TEXTO FORNECIDO:
+ + + + +
Os recursos compreendem valores empenhados, isto é, reservados para custear serviços que eventualmente forem prestados.
Na primeira fase, os recursos reservados, conforme demonstrativo do portal da transparência, chegam a R$ 34,1 milhões.
Já na segunda, exclusiva do 12º aditamento, os empenhos totalizam R$ 14,6 milhões, dos quais R$ R$ 10.547.488,15 foram efetivamente gastos entre 19 de março e 8 de agosto, segundo conferência realizada na tarde desta segunda-feira (24).
Os dados são de levantamento realizado pelo Jornal Midiamax com base nas notas fiscais já divulgadas no Portal da Transparência.
Considerando-se o valor de R$ 1,6 mil para diária de UTI que, emergencialmente, o SUS passou a aportar para bancar despesas com coronavírus, os gastos com publicidade do Governo do Estado que foram divulgados bancariam 6.568 diárias em leitos de terapia intensiva.
Empenhos de até R$ 3,3 milhões na ‘emergência’
O maior empenho feito durante a pandemia fora da previsão para o coronavírus foi direcionado à B e W Três Publicidade: R$ 3.826.046,91 até 7 de agosto, com R$ 2.062.682,57 devidamente pagos.
A Compet teve R$ 2.593.918,35 empenhados para a quitação de serviços de publicidade e propaganda a jornais, revistas, rádios, TVs e portais, entre outros, dos quais R$ 2.138.849,48 foram pagos até 17 de julho.
A agência Origem administrou R$ 1.735.752,40 , dos quais R$ 1.416.566,49 foram pagos até 7 de agosto. Os montantes estão bem acima dos repassados a outras agências que atendem ao Governo de MS. É o caso da Slogan (R$ 376,9 mil empenhados até 17 de julho). Na sequência, aparecem Ramal (R$ 376,9 mil empenhados até a mesma data) e Let’s Comunicação (R$ 292,1 mil até 9 de julho).
+ + + + +
LISTA DE REGISTROS:
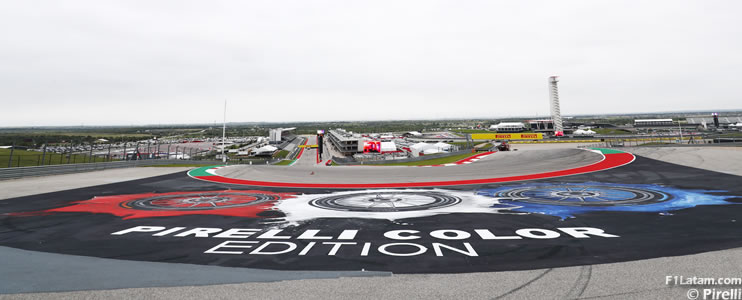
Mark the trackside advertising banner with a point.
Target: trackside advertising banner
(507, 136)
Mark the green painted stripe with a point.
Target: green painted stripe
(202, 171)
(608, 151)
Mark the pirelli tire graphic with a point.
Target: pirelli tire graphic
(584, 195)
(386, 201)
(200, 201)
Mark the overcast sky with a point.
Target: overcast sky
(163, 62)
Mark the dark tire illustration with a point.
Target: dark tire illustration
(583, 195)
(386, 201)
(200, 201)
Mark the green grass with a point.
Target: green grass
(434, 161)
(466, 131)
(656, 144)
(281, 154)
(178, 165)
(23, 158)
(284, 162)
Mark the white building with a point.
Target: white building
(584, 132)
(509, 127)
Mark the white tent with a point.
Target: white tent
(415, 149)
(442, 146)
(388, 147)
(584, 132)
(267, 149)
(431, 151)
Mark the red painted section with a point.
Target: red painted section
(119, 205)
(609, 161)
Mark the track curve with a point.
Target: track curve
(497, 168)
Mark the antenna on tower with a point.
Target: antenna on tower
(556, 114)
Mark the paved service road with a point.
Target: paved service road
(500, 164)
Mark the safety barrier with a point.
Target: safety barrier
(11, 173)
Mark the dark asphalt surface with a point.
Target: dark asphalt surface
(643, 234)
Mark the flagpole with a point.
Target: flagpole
+ + + + +
TAREFAS A REALIZAR:
1) De acordo com o texto sobre os gastos publicitários do Governo de MS, qual agência recebeu o maior empenho feito durante a pandemia fora da previsão para o coronavírus?
2) Prossiga com o texto sobre os gastos publicitários do Governo de MS a partir do ponto em que ele termina.

RESPOSTAS EM ORDEM:
1) A B e W Três Publicidade.

2)
Para estas, os valores totais equivalem, por exemplo, a uma única nota paga pela B e W Três em 9 de julho, no valor de R$ 328,5 mil. O sistema não informa quem são os veículos destinatários dos pagamentos.
Para a Art Traço, foram R$ 223.804,69 empenhados e R$ 218.092,19 pagos até 9 de julho; R$ 968.313,66 foram destinados à Think (R$ 667.030,65 pagos) até 17 de julho; R$ 1.256.054,32 para a Novo Engenho (R$ 704.045,94 pagos); e R$ 1.081.179,69 empenhados à Comuniart (R$ 1.045.741,09 pagos)
A distribuição dos recursos, até aqui, também varia de agência para agência. Desde 19 de março, houve empresas que geriram uma dezena de contratos, perfazendo menos de R$ 300 mil no total. Já outras, acumulam mais de 40 empenhos, superando R$ 2 milhões de verba pública.
Na segunda busca, sem o ponto final, aparecem 2 contratos com a mesma empresa que seguem a regra dos anteriores (Agilitá). No 12º aditamento, representa sozinho R$ 5,94 milhões (mesmo valor do 11º). No total, foram R$ 1.976.216,18 empenhados até 7 de agosto e R$ 1.534.893,86 pagos à agência.
Logo após 19 de março, o portal da transparência começou a listar diferentes PIs (pedido de inserção) de mídia referente à Covid-19. Desta forma, contagem da reportagem até lançamentos de 8 de agosto identificou mais de 70 PIs entre as agências contratadas.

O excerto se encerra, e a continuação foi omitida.